### DIRECTION A
Put the lines of the listing into a JSON list of strings, one string per line, with blank lines left out. Begin at the line that contains "Practice step: locate the cinder" and stop after the line that contains "x=129, y=153".

┌─ DOCUMENT SEGMENT

### An optimization problem: theme

Let’s start simple:

Question 1: What is the linear function $\ell(x)$ that minimizes the integral $\int_{-1}^1 |x^2 + x - \ell(x)| ~\mathrm{d}x$? In other words, what is the best linear approximation of $x^2 + x$ in the $L^1([-1,1])$ sense?

This is something that can in principle be solved by a high schooler with some calculus training. Here’s how one solution may go:

Solution: All linear functions take the form $\ell(x) = ax + b$. The integrand is equal to $x^2 + x - \ell(x)$ when $x^2 + x \geq \ell(x)$, and $\ell(x) - x - x^2$ otherwise. So we need to find the points of intersection. This requires solve $x^2 + x - ax - b = 0$, which we can solve by the quadratic formula. In the case where $x^2 + x - a x - b$ is signed, we see that changing $b$ we can make the integrand strictly smaller, and hence we cannot attain a minimizer. So we know that at the minimizer there must exist at least one root.

Consider the case where there is only one root in the interval (counted with multiplicity), call the root $x_0$. We have that the integral to minimize is equal to
$\displaystyle \left| \int_{-1}^{x_0} x^2 + x - ax - b~\mathrm{d}x \right| + \left| \int_{x_0}^1 x^2 + x - a x - b ~\mathrm{d}x \right|$
each part of which can be computed explicitly to obtain
$\displaystyle \left| \frac13 x_0^3 + \frac13 + \frac{1-a}{2} x_0^2 - \frac{1-a}{2} - b x_0 - b \right| + \left| \frac13 - \frac13 x_0^3 + \frac{1-a}{2} - \frac{1-a}{2} x_0^2 - b + b x_0\right|$
Since we know that the two terms comes from integrands with different signs, we can combine to get
$\displaystyle \left| \frac23 x_0^3 + (1-a) x_0^2 - (1-a) - 2b x_0 \right|$
as the integrand. Now, we cannot just take the partial derivatives of the above expression with respect to $a,b$ and set that to zero and see what we get: the root $x_0$ depends also on the parameters. So what we would do then is to plug in $x_0$ using the expression derived from the quadratic formula, $x_0 = \frac{1}{2} \left( a - 1 \pm \sqrt{ (1-a)^2 + 4b}\right)$, and then take the partial derivatives. Before that, though, we can simplify a little bit: since $x_0^3 + (1-a) x_0^2 - b x_0 = 0$ from the constraint, the quantity to minimize is now
$\displaystyle \left| - \frac13 x_0^3 - (1-a) - b x_0 \right|$
A long computation taking the $\partial_b$ now shows that necessarily $x_0 = 0$, which implies that $b = 0$. But for the range of $a$ where there is only one root in the interval, the quantity does not achieve a minimum. (The formal minimizer happens at $a = 1$ but we see for this case the integrand of the original cost function is signed.

└─

### DIRECTION B
In the text on the optimization problem, what does the solution say must exist at the minimizer?

┌─ MATERIAL FOR THIS TASK

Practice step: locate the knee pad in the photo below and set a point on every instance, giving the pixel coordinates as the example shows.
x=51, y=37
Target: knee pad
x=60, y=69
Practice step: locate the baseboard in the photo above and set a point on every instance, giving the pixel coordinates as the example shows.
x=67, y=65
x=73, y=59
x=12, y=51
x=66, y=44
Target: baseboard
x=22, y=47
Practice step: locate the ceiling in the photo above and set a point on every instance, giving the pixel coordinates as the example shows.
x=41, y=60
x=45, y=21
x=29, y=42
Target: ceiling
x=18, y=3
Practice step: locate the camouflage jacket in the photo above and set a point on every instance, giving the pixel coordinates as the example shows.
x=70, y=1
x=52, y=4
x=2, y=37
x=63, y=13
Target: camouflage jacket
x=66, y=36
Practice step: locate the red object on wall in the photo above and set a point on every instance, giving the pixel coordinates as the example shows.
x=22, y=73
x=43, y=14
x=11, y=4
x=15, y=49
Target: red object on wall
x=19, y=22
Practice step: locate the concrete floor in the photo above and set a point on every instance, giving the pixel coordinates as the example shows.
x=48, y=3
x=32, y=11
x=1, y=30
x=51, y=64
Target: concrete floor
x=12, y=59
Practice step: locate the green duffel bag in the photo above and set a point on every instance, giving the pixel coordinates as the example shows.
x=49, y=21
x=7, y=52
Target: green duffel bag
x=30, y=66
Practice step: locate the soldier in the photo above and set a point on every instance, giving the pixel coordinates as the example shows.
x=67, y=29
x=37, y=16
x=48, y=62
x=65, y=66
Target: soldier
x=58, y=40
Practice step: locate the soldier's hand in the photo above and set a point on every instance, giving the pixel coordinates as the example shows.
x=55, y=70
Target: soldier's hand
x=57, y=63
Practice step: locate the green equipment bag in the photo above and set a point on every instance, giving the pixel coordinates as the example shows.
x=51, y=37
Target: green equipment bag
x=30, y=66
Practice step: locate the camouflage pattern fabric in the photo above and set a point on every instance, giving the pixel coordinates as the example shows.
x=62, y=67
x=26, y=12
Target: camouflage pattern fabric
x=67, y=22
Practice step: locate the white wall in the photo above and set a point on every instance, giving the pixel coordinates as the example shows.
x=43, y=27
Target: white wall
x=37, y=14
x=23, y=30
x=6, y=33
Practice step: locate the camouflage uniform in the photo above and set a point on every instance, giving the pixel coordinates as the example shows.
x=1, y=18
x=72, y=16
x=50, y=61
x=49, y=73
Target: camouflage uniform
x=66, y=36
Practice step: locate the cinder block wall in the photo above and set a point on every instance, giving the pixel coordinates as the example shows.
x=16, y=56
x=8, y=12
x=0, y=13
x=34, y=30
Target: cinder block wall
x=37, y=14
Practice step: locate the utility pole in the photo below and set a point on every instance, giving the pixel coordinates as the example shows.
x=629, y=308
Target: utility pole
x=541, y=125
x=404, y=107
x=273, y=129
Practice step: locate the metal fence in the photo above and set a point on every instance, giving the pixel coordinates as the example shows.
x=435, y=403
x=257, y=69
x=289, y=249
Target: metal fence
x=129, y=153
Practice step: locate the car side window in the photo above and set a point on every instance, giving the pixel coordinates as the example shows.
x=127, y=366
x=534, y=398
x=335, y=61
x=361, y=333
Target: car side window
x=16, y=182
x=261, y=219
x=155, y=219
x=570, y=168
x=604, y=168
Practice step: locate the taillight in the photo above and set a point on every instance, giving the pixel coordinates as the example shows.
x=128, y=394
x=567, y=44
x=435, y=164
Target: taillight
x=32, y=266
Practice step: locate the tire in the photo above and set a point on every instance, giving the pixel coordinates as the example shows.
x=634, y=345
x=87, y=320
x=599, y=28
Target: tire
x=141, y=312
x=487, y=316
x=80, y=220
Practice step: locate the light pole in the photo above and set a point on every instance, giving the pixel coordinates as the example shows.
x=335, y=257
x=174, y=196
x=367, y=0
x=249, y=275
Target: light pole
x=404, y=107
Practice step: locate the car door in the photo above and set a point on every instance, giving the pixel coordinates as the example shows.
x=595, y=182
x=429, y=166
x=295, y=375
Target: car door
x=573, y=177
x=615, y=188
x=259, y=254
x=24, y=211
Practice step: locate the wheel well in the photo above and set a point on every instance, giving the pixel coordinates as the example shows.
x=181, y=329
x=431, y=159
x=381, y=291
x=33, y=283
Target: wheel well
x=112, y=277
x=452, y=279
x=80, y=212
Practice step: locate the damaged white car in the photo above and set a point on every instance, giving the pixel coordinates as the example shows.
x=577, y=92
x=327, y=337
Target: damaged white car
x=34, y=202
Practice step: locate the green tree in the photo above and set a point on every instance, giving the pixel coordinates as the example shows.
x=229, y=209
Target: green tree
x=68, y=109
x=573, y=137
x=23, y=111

└─

### WORKED SOLUTION A
[
  "Practice step: locate the cinder block wall in the photo above and set a point on every instance, giving the pixel coordinates as the example shows.",
  "x=16, y=56",
  "x=8, y=12",
  "x=0, y=13",
  "x=34, y=30",
  "Target: cinder block wall",
  "x=37, y=14",
  "Practice step: locate the utility pole in the photo below and set a point on every instance, giving the pixel coordinates as the example shows.",
  "x=629, y=308",
  "Target: utility pole",
  "x=541, y=125",
  "x=404, y=107",
  "x=273, y=129",
  "Practice step: locate the metal fence in the photo above and set a point on every instance, giving the pixel coordinates as the example shows.",
  "x=435, y=403",
  "x=257, y=69",
  "x=289, y=249",
  "Target: metal fence",
  "x=129, y=153"
]

### WORKED SOLUTION B
At least one root must exist at the minimizer.